TEXTE FOURNI:
━━━━━━━━━━━━━━━━━━━━

RESEAU : Le train sifflera-t-il trois fois en Aspe ?

2 Octobre 2011 , Rédigé par Sudouest.fr / Guy D. Publié dans #REPORTAGE

Logo-RFF.jpg FRANCE - N'y allons pas par quatre chemins, il n'y en a qu'un : la nationale 134. La vallée d'Aspe offre un des plus beaux paysages qui soient. En ce coin, le temps n'a pas d'emprise sur la beauté figée des Pyrénées, souvent embrumées et qui ont l'air de fumer. Au comptage démographique, ils ne sont plus que 2 700 habitants à profiter d'un spectacle qui a fini par les blaser.

 

On s'habitue à tout. Y compris à ces centaines de camions qui traversent les villages chargés quasi exclusivement de maïs Euralis. Même « l'Indien » Éric Pétetin, qui vient de revenir du côté de Cette-Eygun après des années de jardinage municipal à Bègles, ne mène plus ce genre de combat. Il tente juste de subsister en ne se laissant pas déloger avec sa communauté pacifiste et antimondialiste. Sa Goutte d'eau, toujours à l'emplacement de l'ancienne gare, ne fait plus déborder le vase. « Indignation totale », la revendication à la mode, affichée sur une large banderole, n'est pas de lui.

 

Barrière numéro 55, entre Sarrance et Bedous, à l'endroit précis où s'annonce le col d'Ichère. Ariette, l'ancienne garde, est toujours là dans la minuscule maison qui fut son lieu de travail. Pendant trente-cinq ans, elle a vu passer les trains. Puis plus rien. Elle s'y est habituée et s'est mise à espérer les revoir un jour. Mais le temps court contre son âge qui a pris de l'avance. « Cela me ferait plaisir et je ne suis pas la seule. Nous sommes fatigués d'attendre mais je continue à débroussailler la voie. »

━━━━━━━━━━━━━━━━━━━━

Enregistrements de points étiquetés
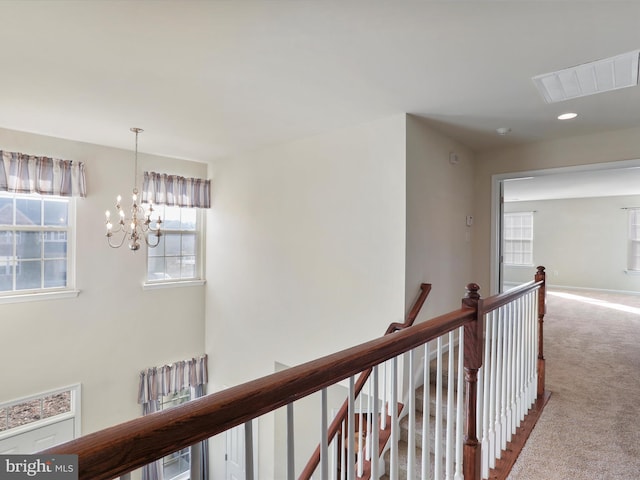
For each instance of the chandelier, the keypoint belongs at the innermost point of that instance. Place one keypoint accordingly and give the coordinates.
(138, 225)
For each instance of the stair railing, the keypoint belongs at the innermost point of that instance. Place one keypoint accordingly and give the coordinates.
(341, 418)
(120, 449)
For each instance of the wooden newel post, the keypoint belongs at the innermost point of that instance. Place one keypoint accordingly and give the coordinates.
(472, 363)
(542, 295)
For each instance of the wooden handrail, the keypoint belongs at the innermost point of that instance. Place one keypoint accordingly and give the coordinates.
(341, 415)
(122, 448)
(491, 303)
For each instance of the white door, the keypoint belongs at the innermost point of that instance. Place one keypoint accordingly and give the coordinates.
(39, 438)
(235, 456)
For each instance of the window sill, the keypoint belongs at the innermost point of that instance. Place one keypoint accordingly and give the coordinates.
(184, 283)
(35, 297)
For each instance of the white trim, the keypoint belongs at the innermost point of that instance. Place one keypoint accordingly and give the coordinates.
(181, 283)
(592, 289)
(38, 296)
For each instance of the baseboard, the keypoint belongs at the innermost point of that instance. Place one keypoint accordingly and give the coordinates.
(591, 289)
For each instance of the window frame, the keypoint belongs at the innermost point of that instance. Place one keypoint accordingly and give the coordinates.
(633, 214)
(167, 403)
(199, 278)
(46, 293)
(519, 252)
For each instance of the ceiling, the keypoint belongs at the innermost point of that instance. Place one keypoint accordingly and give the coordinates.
(209, 78)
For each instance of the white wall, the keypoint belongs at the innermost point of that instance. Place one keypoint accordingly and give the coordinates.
(439, 198)
(582, 242)
(583, 150)
(113, 329)
(305, 251)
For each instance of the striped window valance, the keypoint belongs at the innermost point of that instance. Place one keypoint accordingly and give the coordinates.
(20, 173)
(174, 190)
(159, 381)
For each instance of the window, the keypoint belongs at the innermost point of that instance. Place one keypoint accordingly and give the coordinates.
(177, 465)
(177, 257)
(633, 248)
(518, 238)
(37, 410)
(35, 246)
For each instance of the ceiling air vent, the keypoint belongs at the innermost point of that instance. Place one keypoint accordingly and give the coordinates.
(590, 78)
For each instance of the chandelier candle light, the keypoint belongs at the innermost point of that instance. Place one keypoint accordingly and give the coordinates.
(139, 225)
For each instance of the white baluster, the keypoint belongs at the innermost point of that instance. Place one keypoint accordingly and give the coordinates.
(494, 388)
(248, 450)
(360, 452)
(450, 415)
(370, 421)
(426, 413)
(459, 405)
(506, 426)
(485, 393)
(383, 417)
(411, 440)
(324, 436)
(351, 454)
(290, 444)
(343, 451)
(375, 438)
(438, 457)
(501, 393)
(393, 407)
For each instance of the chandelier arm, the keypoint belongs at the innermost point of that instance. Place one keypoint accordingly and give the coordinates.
(152, 245)
(124, 236)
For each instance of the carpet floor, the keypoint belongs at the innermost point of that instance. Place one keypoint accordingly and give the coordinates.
(590, 429)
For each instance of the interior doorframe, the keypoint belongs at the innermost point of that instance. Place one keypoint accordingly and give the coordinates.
(497, 182)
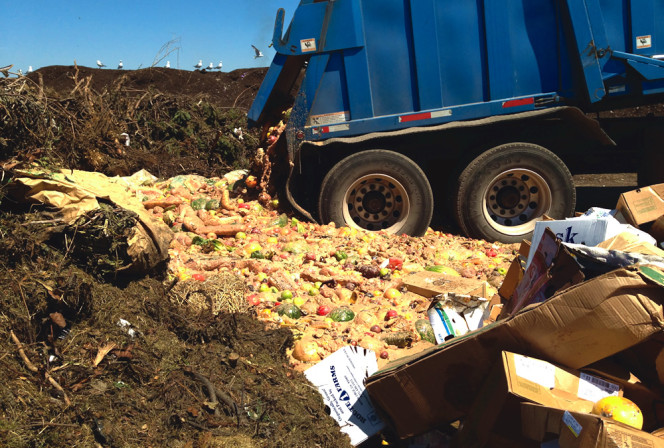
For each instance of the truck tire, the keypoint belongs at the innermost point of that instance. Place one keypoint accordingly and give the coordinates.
(377, 190)
(504, 191)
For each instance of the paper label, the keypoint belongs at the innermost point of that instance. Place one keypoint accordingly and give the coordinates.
(594, 389)
(340, 380)
(643, 42)
(535, 370)
(572, 424)
(326, 119)
(307, 45)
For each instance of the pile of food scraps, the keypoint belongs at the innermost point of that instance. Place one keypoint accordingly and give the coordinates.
(331, 286)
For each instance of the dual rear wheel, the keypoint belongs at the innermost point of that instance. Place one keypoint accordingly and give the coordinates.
(498, 196)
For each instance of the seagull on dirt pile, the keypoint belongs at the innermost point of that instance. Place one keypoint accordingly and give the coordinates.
(258, 54)
(5, 70)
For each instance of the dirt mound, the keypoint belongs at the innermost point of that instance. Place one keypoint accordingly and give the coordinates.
(89, 361)
(225, 89)
(118, 121)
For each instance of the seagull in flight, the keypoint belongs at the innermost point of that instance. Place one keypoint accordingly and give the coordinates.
(258, 54)
(5, 70)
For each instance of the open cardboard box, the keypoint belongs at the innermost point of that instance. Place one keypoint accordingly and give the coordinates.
(642, 205)
(517, 378)
(576, 327)
(581, 430)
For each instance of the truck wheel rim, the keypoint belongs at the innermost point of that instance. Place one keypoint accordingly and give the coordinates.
(376, 202)
(515, 199)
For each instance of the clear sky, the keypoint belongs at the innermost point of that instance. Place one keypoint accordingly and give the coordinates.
(40, 33)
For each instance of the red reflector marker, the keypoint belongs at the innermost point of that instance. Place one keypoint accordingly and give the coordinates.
(519, 102)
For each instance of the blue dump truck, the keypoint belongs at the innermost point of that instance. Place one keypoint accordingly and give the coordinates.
(477, 106)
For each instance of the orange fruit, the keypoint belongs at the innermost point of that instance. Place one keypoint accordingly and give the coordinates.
(619, 409)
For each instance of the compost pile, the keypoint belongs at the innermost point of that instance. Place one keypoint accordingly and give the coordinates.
(208, 348)
(94, 359)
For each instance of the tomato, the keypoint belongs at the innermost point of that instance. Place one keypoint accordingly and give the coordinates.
(395, 263)
(251, 181)
(391, 314)
(391, 294)
(323, 310)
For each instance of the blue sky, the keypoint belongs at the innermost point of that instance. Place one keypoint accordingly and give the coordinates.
(42, 33)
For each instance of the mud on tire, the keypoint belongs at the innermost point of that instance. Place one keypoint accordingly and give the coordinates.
(505, 190)
(377, 190)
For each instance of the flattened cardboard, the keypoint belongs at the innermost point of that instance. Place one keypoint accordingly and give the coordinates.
(429, 284)
(581, 430)
(642, 205)
(628, 242)
(518, 378)
(579, 326)
(515, 272)
(594, 319)
(552, 268)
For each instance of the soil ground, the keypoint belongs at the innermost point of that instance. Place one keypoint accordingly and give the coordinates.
(75, 375)
(91, 361)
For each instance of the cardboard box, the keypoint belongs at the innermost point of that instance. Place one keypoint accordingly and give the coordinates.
(585, 230)
(515, 272)
(552, 269)
(519, 378)
(583, 324)
(339, 379)
(429, 284)
(657, 230)
(580, 430)
(642, 205)
(628, 242)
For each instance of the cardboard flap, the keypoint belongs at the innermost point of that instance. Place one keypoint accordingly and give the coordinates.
(599, 317)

━━━━━━━━━━━━━━━━━━━━

CONSIGNES:
- A) Relevez tous les passages placés entre guillemets français (« ») dans l'article sur la vallée d'Aspe.
- B) Comptez les lignes des enregistrements qui contiennent la chaîne « cardboard », en respectant la casse, et indiquez seulement ce nombre.
Le texte et les enregistrements proviennent de sources distinctes.

RÉPONSES:
- A)
- « l'Indien »
- « Indignation totale »
- « Cela me ferait plaisir et je ne suis pas la seule. Nous sommes fatigués d'attendre mais je continue à débroussailler la voie. »

- B) 4